_What to work on_: Below is a set of entries. Reproduce exactly the lines from the one containing "Place one point per instance of the frog's front" through the end, both included.

_Extracted records_:

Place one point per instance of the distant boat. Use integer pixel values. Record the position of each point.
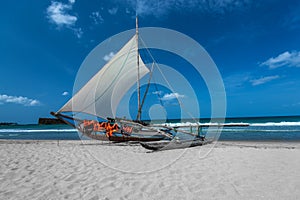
(125, 69)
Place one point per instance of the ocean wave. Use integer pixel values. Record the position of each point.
(35, 130)
(276, 124)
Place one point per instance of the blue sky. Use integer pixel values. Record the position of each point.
(255, 45)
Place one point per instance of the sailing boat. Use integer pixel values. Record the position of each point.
(99, 93)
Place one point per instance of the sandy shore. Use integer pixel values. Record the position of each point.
(98, 170)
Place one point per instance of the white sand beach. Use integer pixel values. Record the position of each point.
(97, 170)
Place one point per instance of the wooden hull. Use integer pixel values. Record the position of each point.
(124, 138)
(167, 145)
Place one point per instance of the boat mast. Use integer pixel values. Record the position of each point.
(138, 117)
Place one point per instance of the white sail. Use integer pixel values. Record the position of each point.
(101, 95)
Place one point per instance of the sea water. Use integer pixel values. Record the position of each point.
(260, 128)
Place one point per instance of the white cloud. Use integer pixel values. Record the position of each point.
(65, 93)
(57, 13)
(109, 56)
(171, 96)
(289, 59)
(158, 8)
(263, 80)
(18, 100)
(113, 11)
(158, 92)
(96, 17)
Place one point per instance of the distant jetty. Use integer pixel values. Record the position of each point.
(50, 121)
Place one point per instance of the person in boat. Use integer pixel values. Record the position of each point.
(111, 127)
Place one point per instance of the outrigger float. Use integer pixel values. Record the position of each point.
(98, 100)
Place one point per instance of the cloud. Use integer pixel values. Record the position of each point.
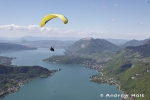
(15, 31)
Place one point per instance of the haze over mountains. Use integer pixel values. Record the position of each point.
(63, 42)
(90, 46)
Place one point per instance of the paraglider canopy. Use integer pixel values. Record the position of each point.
(52, 49)
(51, 16)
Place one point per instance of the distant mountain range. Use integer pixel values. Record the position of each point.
(5, 47)
(134, 43)
(90, 46)
(47, 43)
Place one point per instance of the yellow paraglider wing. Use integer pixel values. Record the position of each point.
(51, 16)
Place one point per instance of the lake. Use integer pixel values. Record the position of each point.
(71, 83)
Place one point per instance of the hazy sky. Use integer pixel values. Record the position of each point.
(118, 19)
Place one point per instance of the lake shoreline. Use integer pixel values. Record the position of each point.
(15, 88)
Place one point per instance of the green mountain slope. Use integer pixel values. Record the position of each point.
(90, 46)
(131, 67)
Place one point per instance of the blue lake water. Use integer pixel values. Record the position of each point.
(71, 83)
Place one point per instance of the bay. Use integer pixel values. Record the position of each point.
(71, 83)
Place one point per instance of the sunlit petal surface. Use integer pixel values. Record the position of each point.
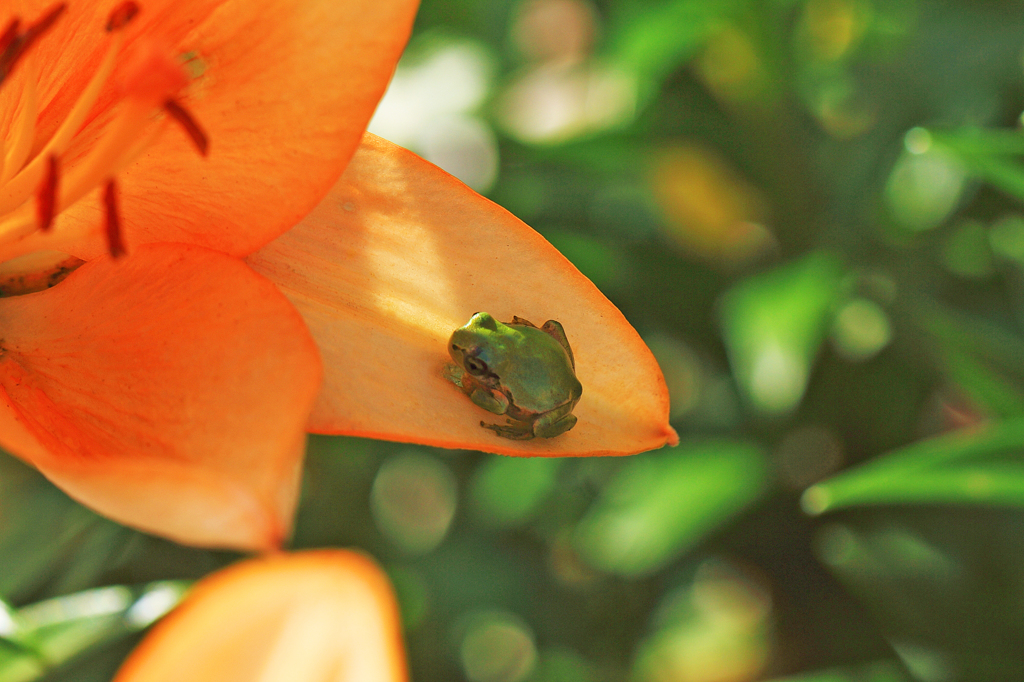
(325, 615)
(168, 390)
(397, 256)
(284, 89)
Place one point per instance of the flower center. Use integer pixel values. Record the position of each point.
(46, 168)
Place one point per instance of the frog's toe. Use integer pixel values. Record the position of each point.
(454, 373)
(511, 431)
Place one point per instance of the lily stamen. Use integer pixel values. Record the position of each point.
(14, 45)
(192, 128)
(115, 242)
(47, 197)
(146, 87)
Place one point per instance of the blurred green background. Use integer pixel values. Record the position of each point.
(811, 211)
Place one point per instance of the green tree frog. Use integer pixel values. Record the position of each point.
(516, 370)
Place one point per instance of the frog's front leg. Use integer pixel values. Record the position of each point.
(495, 401)
(554, 423)
(512, 430)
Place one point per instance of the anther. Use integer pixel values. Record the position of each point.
(115, 243)
(121, 15)
(13, 44)
(46, 199)
(192, 128)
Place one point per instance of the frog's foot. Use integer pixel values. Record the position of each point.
(546, 429)
(512, 430)
(454, 373)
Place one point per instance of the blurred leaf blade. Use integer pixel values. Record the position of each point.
(659, 506)
(49, 633)
(773, 325)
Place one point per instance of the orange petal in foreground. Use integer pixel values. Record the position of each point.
(397, 256)
(168, 390)
(324, 615)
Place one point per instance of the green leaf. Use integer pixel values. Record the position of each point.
(507, 491)
(660, 505)
(876, 672)
(44, 635)
(773, 325)
(654, 39)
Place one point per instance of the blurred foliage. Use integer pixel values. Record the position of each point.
(812, 211)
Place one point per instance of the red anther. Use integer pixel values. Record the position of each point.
(192, 128)
(121, 15)
(115, 243)
(13, 45)
(46, 199)
(45, 23)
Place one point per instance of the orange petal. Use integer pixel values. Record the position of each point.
(397, 256)
(316, 616)
(287, 89)
(168, 390)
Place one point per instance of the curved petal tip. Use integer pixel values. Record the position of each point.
(316, 615)
(168, 390)
(396, 257)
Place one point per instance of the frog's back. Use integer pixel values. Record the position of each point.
(545, 378)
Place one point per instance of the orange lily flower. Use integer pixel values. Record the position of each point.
(170, 389)
(325, 614)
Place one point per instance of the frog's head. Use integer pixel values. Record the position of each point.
(479, 346)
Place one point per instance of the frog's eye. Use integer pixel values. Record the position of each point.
(476, 367)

_Written reply_:
Place one point per instance of the frog's front leg. Use integer pixel values. Record the position of each point.
(495, 401)
(554, 423)
(512, 430)
Place one point per instance of the anther. Use integer pixel values. Record the position of each point.
(115, 243)
(121, 15)
(13, 44)
(46, 199)
(192, 128)
Place one point per instance of the frog's foot. Use integer pixel values. Record the position of each point.
(546, 429)
(512, 430)
(454, 373)
Place one point per instance of the blurred leaf blade. Use integer pixel values. Record the position of each point.
(659, 506)
(49, 633)
(773, 325)
Place one point per instance of the orange petal in foreground. Use integer pixel values. Record the position of each point.
(397, 256)
(168, 390)
(324, 615)
Place one point per instance of the green leaf. Use integer pixel values. Record the position of each point.
(507, 491)
(660, 505)
(876, 672)
(44, 635)
(773, 325)
(654, 39)
Place one point per instance of the blurred foliage. Use integer pixel values. Record the position of each point.
(812, 211)
Place one point per instance of the red anther. Use integer pixel values. Record the position of each point.
(192, 128)
(121, 15)
(115, 243)
(13, 45)
(46, 199)
(45, 23)
Place one point per instance of the orange petal. Use integer pixel values. Record the position of each point.
(397, 256)
(316, 616)
(287, 89)
(168, 390)
Place one point per instance of the curved petal tip. Use integer pixel values. Record the position of each point.
(316, 615)
(168, 390)
(396, 257)
Place one point per instance of the frog's back. Use integer pixel values. Record the position of each point.
(545, 378)
Place one point per instance of the orange lily flower. Use integer pixel values. Record the position of each point.
(170, 389)
(325, 614)
Place one point per instance of the frog's head. Use integer pixel values. Record the position of each point.
(479, 346)
Place one point per instance of the frog's eye. Use integer pixel values. Record the position of each point.
(476, 367)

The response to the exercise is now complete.